'''
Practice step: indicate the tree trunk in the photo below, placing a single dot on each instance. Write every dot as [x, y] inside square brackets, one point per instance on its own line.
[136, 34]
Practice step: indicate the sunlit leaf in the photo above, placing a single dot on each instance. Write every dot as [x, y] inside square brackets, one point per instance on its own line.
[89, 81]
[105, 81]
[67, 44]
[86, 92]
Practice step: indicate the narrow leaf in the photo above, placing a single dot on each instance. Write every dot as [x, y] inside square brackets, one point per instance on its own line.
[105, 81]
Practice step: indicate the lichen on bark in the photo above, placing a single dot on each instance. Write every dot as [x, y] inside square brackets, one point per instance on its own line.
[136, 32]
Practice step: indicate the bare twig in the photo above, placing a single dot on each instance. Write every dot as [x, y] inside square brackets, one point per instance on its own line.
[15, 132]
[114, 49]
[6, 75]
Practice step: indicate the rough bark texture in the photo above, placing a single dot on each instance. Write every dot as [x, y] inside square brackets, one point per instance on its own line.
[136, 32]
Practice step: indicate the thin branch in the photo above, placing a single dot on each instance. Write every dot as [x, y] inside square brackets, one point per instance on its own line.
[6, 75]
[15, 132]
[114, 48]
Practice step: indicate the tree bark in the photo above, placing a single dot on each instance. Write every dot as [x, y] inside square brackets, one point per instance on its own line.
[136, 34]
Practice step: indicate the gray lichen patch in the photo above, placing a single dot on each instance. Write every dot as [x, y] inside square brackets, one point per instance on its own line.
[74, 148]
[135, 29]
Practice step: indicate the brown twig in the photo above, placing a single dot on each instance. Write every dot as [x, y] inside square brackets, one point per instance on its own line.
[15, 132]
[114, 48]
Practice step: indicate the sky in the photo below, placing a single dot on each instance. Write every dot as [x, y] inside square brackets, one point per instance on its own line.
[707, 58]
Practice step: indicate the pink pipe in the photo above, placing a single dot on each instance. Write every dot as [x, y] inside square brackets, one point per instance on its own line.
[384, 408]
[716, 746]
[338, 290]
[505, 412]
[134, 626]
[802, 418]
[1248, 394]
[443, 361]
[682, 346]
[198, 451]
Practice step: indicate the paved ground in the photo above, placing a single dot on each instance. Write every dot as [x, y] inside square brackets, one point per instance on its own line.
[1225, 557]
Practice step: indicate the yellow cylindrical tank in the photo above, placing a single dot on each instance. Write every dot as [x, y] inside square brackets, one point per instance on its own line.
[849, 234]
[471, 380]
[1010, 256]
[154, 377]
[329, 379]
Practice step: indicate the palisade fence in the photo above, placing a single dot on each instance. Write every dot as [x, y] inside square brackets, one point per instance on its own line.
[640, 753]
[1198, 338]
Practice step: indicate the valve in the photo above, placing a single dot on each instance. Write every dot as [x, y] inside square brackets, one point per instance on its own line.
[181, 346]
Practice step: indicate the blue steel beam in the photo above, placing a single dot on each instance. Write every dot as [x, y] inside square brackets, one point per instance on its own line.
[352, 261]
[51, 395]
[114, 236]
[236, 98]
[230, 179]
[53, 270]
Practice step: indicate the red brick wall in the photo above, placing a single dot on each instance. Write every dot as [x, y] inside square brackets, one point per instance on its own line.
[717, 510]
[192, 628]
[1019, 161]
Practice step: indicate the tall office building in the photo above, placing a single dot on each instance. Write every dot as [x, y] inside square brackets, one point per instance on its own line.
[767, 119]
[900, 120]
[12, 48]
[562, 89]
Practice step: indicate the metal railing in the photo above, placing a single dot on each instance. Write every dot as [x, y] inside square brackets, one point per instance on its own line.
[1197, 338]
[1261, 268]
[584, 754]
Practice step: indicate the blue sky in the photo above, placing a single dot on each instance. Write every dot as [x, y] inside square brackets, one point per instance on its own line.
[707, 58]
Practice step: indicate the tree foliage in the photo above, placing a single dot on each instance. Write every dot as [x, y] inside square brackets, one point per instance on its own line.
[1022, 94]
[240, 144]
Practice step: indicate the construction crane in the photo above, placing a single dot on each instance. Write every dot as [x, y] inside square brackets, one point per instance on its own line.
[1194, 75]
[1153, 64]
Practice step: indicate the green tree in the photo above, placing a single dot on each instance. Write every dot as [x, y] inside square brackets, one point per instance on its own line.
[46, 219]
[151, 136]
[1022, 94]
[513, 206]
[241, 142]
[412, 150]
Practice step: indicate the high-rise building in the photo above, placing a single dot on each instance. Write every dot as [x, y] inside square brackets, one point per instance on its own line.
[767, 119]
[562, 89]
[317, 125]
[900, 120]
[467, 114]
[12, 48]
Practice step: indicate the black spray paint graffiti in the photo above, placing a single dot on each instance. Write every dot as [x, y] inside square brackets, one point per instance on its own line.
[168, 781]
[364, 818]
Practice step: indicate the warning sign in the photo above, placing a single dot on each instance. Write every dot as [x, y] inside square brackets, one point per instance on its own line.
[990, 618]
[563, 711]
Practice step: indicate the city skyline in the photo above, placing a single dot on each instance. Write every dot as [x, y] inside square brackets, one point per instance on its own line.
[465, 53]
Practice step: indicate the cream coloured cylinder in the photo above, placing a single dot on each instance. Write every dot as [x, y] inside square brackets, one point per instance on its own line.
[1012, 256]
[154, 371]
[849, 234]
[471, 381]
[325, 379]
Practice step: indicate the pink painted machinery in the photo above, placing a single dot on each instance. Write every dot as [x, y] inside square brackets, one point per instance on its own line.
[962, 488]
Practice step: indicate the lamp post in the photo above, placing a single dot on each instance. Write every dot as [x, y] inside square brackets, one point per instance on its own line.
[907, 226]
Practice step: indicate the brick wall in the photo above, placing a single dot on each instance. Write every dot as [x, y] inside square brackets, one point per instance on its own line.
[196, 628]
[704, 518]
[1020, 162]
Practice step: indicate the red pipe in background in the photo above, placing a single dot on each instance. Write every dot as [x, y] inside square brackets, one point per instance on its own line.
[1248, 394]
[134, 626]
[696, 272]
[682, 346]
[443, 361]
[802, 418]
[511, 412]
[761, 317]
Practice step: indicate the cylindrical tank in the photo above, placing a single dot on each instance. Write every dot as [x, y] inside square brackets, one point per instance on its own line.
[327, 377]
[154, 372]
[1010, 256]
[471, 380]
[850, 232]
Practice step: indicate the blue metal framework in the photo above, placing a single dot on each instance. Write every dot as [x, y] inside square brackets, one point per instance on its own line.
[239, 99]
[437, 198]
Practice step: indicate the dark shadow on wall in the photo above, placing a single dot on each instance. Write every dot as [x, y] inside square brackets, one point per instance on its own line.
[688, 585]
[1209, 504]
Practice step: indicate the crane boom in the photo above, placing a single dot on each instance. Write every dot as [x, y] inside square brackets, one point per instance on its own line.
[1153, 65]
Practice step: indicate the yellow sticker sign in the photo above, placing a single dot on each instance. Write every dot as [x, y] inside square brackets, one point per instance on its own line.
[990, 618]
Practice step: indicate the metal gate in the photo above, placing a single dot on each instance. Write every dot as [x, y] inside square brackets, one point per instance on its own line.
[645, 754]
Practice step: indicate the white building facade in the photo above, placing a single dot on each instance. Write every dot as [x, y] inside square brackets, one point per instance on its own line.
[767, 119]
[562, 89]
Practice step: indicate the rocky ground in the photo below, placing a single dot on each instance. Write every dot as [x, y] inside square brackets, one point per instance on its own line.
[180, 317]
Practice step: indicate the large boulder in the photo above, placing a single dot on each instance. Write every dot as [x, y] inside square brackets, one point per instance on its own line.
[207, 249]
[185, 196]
'''
TASK REQUIREMENTS:
Faithfully reproduce all of the material.

EXERCISE SOLUTION:
Practice step: indicate the tree trunk in the photo below, placing a single dot on each instance. Write every dot as [x, y] inside square brackets, one point per instance on its own line.
[136, 34]
Practice step: indicate the sunlit leaf in the photo above, placing a single dot on each instance. Write every dot as [x, y] inside square brackets, one point per instance on its own line.
[89, 81]
[105, 81]
[67, 44]
[86, 92]
Practice step: indicate the narrow leaf in the photo above, placing a single dot on each instance. Write every dot as [x, y] inside square brackets, one point per instance on its own line.
[105, 81]
Practice step: indicate the lichen on bark in the photo above, placing a single dot on each instance. Write every dot as [x, y] inside square brackets, one point per instance on its own line.
[136, 32]
Practice step: indicate the bare twig in the photo above, placing a single dot on each instance. Write every dot as [x, y] inside square brackets, one point per instance on its own line.
[15, 132]
[114, 49]
[6, 75]
Practice step: indicate the rough bark texture in the photo above, placing a single dot on each instance. Write every dot as [x, y] inside square brackets, one point per instance on its own line.
[136, 32]
Practice step: indicate the thin branch in the photo above, placing a single dot on each instance. Write every dot as [x, y] inside square brackets, one point per instance on its own line.
[6, 75]
[15, 132]
[114, 48]
Practice step: indicate the tree bark in the photo above, placing a single dot on each instance. Write every dot as [x, y] inside square brackets, one point per instance on its own line.
[136, 34]
Practice step: indicate the gray lichen patch in the photo above, placing a single dot on each instance. Write every dot as [x, y] inside square brackets, one point per instance on its own line.
[74, 148]
[135, 29]
Practice step: indicate the brown twig in the photo above, placing a single dot on each instance. Write every dot as [x, y] inside square brackets, one point per instance on its own line.
[15, 132]
[114, 48]
Practice step: indicate the sky in the photo below, placing a single dot on each instance. Write every dot as [x, y] inside square brackets, one point per instance on its own line.
[707, 58]
Practice step: indicate the pink pipe in the photo above, placing a single dot on each instance. Write every dot as [x, y] inside square brackets, one point per instance on its own line.
[384, 408]
[716, 746]
[338, 290]
[505, 412]
[134, 626]
[802, 418]
[1248, 394]
[443, 361]
[682, 346]
[198, 451]
Practice step: indicate the paved ground in the photo above, placing a single dot on each instance. Write every dot as [x, y] inside square brackets, one point per instance on its own line.
[1225, 557]
Practice step: indicate the yellow cylindrical tank in the photo above, placing a single dot on each instance. Write every dot as [x, y] inside square brackets, one point per instance on its own line.
[849, 234]
[471, 380]
[1010, 256]
[154, 377]
[329, 379]
Practice step: indicate the palisade fence in the photo above, placing a single dot on each instance. Write every dot as [x, y] inside square brackets, one point per instance on its own line.
[640, 753]
[1198, 338]
Practice step: indicate the valve in the photo above, placing a single dot on each instance. Write every dot as [x, y] inside square brackets, one point per instance on its own line.
[181, 346]
Practice step: indicate the blue steel beam in the photo above, placing a single dot on each instance. Write every dot as [x, y] inside square brackets, one point per instance on its own line.
[352, 261]
[51, 395]
[114, 236]
[236, 98]
[230, 179]
[53, 270]
Practice step: indicate the red brick wall in the photo above, placing a single dot on each instance. Write every dot as [x, y] inside square brackets, one point per instance on its own line.
[717, 510]
[192, 628]
[1019, 161]
Practice step: indicate the tall office building in the photo above, placing a single dot on each instance. Write every dot as [x, y] inside square brackets, one point per instance on its own line.
[767, 119]
[900, 120]
[12, 48]
[562, 89]
Practice step: indicate the metal railing in the photo above, placing a single dot on each instance. Write every dot as [x, y] inside square brackets, one point per instance on its own line.
[1197, 338]
[1261, 268]
[584, 754]
Practice step: indicate the blue sky in the photo above, placing a single dot on each instance. Write every dot as [x, y] inside square brackets, one point per instance on its own line.
[707, 58]
Practice step: indicate the tree foliage in the photo above, placing a single dot on each instance. Write every dot as [x, y] inside square brackets, one point per instance on its own line.
[1022, 94]
[240, 144]
Practice step: indicate the construction crane in the photo above, placing a single dot on each instance. Write every dot as [x, y] inside square brackets, one point per instance on its own line.
[1194, 75]
[1153, 64]
Practice step: indicate the green tree in the photo above, placing a single dot on each instance. Write every dot as [x, y] inside square brackets, one point per instance on its own line.
[46, 219]
[151, 136]
[1022, 94]
[513, 206]
[241, 142]
[412, 150]
Practice step: indicate the high-rise building in the photo above, placing a single dot on each instance. Write every dot as [x, y] inside square brackets, one point per instance on its own line.
[767, 119]
[562, 89]
[317, 125]
[900, 120]
[467, 114]
[12, 48]
Practice step: indicate the black spray paint graffiti in the photo above, placing a single dot on each instance. Write every dot as [x, y] inside square brackets, one point per instance on its own line.
[168, 781]
[364, 818]
Practice step: indicate the warning sign in the photo above, placing a single dot on each instance. Write every dot as [x, y] inside square brackets, one point per instance on its own line.
[990, 618]
[563, 711]
Practice step: indicate the city skyline in the photo above, placing a single dot on each instance. Write every dot as [x, y] inside square brackets, one point per instance on its own line.
[465, 53]
Practice step: indicate the cream coloured cylinder in the photo above, placing a single dot on each instance. Write every dot as [x, y] inside square brackets, one point per instance on its own line.
[1012, 256]
[154, 371]
[849, 234]
[471, 381]
[325, 379]
Practice step: indicate the pink painted machinery in the photo above, placing a single dot on each instance. Write every dot as [x, y] inside square brackets, one point per instance on its own line.
[962, 488]
Practice step: indicate the lamp post in the photo above, placing a single dot on each instance. Write every dot as [x, y] inside square brackets, one point per instance on its own line.
[907, 226]
Practice step: indicate the brick wall in the photo above, placing a single dot on each instance. Write every dot as [x, y] inside square brackets, one point per instance on its own line.
[196, 628]
[704, 518]
[1020, 162]
Practice step: indicate the red pipe in background in the photo above, placing a single dot on each instance. Write every dot as [x, y] inside square brackets, one point per instance on its own line.
[1248, 394]
[134, 626]
[696, 272]
[682, 346]
[443, 361]
[802, 418]
[511, 412]
[761, 317]
Practice step: indicate the cylindrical tank in the photo above, placing a single dot on each instance. Write every dot as [x, y] inside square brackets, one point per instance on its own line.
[327, 377]
[154, 372]
[1010, 256]
[471, 380]
[850, 232]
Practice step: indicate the blue metal framework in the photo above, placing a single dot on each instance. Write every dot as [x, y] inside square brackets, one point per instance on its own line.
[239, 99]
[437, 198]
Practice step: indicate the dark shadow on wall in the photo above, placing a single dot on each instance. Write every dot as [x, y] inside square brackets, one point per instance on its own line.
[688, 585]
[1209, 504]
Practice step: indicate the crane boom in the photo above, placing a single dot on each instance. Write every dot as [x, y] inside square brackets, one point per instance on its own line.
[1153, 65]
Practice step: indicate the yellow sticker sign in the photo above, placing a single dot on each instance. Write every dot as [x, y] inside square brackets, one point per instance on its own line.
[990, 618]
Practice step: indicate the metal gate in the photo above, placing a single dot on each instance. Write every dot as [x, y] inside square brackets, one point per instance on its own line.
[645, 754]
Practice step: indicate the white building facade in the photo above, placing a single dot on each instance. Write every dot as [x, y] inside square brackets, one point per instance on its own line.
[767, 119]
[562, 89]
Practice step: indicate the rocky ground in the photo below, placing a single dot on each instance. Write every dot as [x, y] inside square brackets, one point per instance on its own line.
[180, 317]
Practice step: indicate the large boulder in the photo above, placing a single dot on each instance. Write every dot as [x, y] inside square brackets, one point per instance on its own line.
[207, 249]
[185, 196]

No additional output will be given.